>>>

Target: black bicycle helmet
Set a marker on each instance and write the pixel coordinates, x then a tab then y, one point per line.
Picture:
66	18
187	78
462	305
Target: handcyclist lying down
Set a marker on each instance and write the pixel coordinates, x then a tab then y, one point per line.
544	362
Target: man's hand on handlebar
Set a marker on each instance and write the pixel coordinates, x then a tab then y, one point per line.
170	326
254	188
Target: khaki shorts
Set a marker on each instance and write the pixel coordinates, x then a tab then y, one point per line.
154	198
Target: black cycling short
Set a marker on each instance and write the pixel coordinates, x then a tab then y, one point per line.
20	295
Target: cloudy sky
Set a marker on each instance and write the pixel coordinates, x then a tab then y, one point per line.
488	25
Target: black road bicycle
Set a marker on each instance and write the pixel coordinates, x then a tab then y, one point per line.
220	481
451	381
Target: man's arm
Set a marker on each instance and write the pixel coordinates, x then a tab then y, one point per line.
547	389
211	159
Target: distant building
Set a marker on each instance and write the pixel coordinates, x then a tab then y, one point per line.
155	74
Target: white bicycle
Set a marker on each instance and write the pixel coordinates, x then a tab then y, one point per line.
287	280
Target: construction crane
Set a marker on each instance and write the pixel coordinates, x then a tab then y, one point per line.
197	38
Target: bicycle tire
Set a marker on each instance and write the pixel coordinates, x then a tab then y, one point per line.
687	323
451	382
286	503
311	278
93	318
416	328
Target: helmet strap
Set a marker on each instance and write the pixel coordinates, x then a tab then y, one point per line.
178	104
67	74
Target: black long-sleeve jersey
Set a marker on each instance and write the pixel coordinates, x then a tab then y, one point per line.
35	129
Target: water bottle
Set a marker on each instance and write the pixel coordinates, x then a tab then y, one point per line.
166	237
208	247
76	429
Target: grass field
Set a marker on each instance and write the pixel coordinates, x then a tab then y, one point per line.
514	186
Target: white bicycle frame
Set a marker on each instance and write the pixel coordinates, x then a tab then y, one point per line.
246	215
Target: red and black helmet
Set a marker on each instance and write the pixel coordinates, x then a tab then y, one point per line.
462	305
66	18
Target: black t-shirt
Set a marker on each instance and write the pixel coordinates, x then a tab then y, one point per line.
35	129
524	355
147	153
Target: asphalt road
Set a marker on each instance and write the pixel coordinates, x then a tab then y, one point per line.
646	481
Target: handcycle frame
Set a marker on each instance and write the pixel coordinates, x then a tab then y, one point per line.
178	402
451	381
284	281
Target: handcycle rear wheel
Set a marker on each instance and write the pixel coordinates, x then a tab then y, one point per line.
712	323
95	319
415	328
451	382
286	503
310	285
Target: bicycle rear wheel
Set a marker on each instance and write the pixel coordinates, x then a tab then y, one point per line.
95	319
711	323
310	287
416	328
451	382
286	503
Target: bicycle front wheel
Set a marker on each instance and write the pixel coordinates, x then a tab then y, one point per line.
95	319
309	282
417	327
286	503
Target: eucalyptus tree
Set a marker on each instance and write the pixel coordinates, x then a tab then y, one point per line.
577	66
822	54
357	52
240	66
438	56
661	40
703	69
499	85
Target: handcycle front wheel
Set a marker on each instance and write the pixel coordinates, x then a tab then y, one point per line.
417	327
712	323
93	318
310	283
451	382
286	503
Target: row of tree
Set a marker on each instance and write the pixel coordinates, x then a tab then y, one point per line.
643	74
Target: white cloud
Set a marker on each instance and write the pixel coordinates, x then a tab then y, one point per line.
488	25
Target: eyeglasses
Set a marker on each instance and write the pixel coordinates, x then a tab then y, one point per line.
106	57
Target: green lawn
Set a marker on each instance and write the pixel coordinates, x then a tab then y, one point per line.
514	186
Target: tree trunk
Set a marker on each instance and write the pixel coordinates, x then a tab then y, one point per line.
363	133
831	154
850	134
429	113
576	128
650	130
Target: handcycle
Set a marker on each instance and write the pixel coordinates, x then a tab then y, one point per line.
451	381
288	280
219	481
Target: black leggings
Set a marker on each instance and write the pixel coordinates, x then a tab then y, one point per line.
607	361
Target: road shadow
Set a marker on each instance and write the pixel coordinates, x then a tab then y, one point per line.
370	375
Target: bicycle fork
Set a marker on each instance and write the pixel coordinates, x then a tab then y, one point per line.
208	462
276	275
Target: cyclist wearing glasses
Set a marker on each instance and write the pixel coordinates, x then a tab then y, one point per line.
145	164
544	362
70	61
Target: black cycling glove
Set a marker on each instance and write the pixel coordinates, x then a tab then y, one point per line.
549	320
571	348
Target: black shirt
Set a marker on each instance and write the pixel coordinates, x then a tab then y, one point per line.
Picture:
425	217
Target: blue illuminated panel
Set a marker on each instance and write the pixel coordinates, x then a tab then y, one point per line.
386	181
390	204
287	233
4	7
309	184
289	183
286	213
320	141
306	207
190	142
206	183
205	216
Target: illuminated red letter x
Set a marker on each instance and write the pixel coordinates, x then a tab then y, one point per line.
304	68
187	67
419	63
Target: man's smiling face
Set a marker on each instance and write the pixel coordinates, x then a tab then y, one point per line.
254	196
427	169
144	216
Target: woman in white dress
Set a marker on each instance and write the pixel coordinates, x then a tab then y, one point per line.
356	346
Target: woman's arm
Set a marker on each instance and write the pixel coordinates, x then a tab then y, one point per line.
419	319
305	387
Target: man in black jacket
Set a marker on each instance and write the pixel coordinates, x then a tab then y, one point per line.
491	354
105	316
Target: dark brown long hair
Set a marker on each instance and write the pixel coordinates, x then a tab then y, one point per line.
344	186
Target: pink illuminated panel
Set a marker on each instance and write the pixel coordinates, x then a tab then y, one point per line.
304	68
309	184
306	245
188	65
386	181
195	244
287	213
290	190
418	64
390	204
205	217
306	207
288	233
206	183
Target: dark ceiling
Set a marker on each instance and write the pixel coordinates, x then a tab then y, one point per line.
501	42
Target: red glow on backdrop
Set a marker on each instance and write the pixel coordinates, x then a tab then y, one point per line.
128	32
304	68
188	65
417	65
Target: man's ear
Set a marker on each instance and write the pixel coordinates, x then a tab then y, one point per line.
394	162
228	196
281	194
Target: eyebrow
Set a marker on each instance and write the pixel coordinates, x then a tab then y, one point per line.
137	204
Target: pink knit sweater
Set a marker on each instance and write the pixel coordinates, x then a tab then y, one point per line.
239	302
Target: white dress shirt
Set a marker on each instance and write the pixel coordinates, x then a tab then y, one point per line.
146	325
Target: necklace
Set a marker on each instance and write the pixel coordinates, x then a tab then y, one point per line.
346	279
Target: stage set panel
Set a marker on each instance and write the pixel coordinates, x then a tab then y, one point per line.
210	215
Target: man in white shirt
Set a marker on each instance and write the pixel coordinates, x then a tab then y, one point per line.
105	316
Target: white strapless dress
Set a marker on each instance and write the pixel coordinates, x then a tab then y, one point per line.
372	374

<<<

SHORT EXERCISE
Can you copy every line of the records from the one containing "Target: pink knit sweater" through the end, with each answer's x and y pixel coordinates offset by 129?

CORRECT RESULT
Target: pink knit sweater
Set a marker on each instance and write the pixel coordinates, x then a tab then y, one point per line.
368	431
Target: white dress shirt
Set a marker on each instance and write the pixel coordinates, x then a tab then y, one point per line.
275	454
Target: necklace
Set a marker on each instance and write the pixel coordinates, x then a tab then y, one point per line.
475	408
Target: stage set panel
Set a marker on each instance and write the pixel coordinates, x then a tab then y, one point per line.
339	344
Target: man in white shirt
Set a marker on each instance and write the pixel coordinates, x then a tab then y, one point per line.
234	445
Target: white strapless dress
Set a marker on each instance and write the pixel coordinates, x then a tab then y, one point per line.
501	503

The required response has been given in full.